→ Travail demandé: Recopiez mot pour mot l'intégralité du texte ci-dessous sur le restaurant Fogón à Paris.

→ Texte fourni:
* * *
Et il va faire sa « riz-volution » à Paris.

À nous deux Paris !

En 1997, rue Saint-Julien-le-Pauvre, tout près de Notre-Dame, encouragé par l’enthousiasme de vrais amis, dont Ramón Chao et Oscar Caballero, Alberto ouvre son « Fogón Saint-Julien ».

Le succès est au rendez-vous, le tout-Paris se régale de ses mille tapas poétiques au gré de l’imagination et de ses « riz en paella » qui sont une découverte.

Le restaurant, bondé, devient trop petit. À cette réussite n’est pas étrangère une jeune et belle Argentine, pâtissière d’exception et sommelière, qui fait un stage au « Fogón ». Vanina et Alberto se marient – j’étais au mariage ! – et sont aujourd’hui parents d’un superbe petit Léon. En 2005, ils ouvrent l’actuel « Fogón », 45, quai des Grands-Augustins, en face – est-ce un hasard ? – du musée du Louvre. Seule la Seine les sépare.

La philosophie du « Fogón » ? Alberto la définit en quelques mots :

Un voyage imaginaire à travers les cuisines des Espagnes,
plurielles et différentes, en recherchant ce qu’il y a de plus
universel dans notre cuisine et nos techniques.
* * *
→ Données affichées:
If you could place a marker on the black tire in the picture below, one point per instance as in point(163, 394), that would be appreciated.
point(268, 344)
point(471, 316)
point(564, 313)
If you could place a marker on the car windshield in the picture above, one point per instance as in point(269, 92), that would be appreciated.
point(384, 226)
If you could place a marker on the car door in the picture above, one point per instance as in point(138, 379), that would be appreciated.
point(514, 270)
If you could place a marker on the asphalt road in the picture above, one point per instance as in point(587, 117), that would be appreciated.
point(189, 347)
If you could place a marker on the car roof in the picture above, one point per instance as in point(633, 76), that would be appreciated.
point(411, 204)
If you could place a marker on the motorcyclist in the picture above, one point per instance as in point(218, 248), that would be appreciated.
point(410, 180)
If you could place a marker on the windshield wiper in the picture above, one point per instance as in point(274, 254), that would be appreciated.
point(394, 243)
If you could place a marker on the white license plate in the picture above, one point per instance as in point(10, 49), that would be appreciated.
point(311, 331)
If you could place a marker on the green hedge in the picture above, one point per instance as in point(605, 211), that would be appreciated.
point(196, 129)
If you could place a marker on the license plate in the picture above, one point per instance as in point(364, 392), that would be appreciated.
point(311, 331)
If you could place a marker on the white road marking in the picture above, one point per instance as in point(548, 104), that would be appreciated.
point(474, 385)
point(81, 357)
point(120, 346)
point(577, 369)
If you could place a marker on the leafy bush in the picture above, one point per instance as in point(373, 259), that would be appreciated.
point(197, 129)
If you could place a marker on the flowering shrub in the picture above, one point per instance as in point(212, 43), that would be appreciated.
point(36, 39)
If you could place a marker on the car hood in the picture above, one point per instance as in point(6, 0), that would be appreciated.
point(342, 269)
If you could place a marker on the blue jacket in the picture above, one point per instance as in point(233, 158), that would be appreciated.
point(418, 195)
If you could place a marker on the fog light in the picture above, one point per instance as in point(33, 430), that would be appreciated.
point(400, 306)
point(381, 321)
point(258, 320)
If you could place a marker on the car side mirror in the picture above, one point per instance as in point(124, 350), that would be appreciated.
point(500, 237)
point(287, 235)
* * *
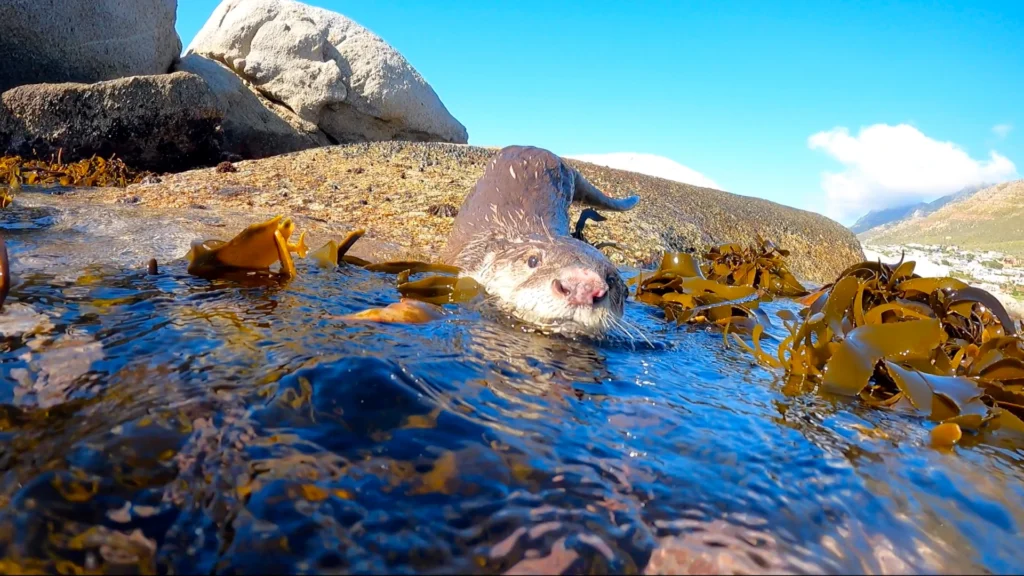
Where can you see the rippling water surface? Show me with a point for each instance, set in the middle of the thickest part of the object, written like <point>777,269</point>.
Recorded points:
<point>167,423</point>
* * *
→ Réponse ci-dessous:
Et il va faire sa « riz-volution » à Paris.

À nous deux Paris !

En 1997, rue Saint-Julien-le-Pauvre, tout près de Notre-Dame, encouragé par l’enthousiasme de vrais amis, dont Ramón Chao et Oscar Caballero, Alberto ouvre son « Fogón Saint-Julien ».

Le succès est au rendez-vous, le tout-Paris se régale de ses mille tapas poétiques au gré de l’imagination et de ses « riz en paella » qui sont une découverte.

Le restaurant, bondé, devient trop petit. À cette réussite n’est pas étrangère une jeune et belle Argentine, pâtissière d’exception et sommelière, qui fait un stage au « Fogón ». Vanina et Alberto se marient – j’étais au mariage ! – et sont aujourd’hui parents d’un superbe petit Léon. En 2005, ils ouvrent l’actuel « Fogón », 45, quai des Grands-Augustins, en face – est-ce un hasard ? – du musée du Louvre. Seule la Seine les sépare.

La philosophie du « Fogón » ? Alberto la définit en quelques mots :

Un voyage imaginaire à travers les cuisines des Espagnes,
plurielles et différentes, en recherchant ce qu’il y a de plus
universel dans notre cuisine et nos techniques.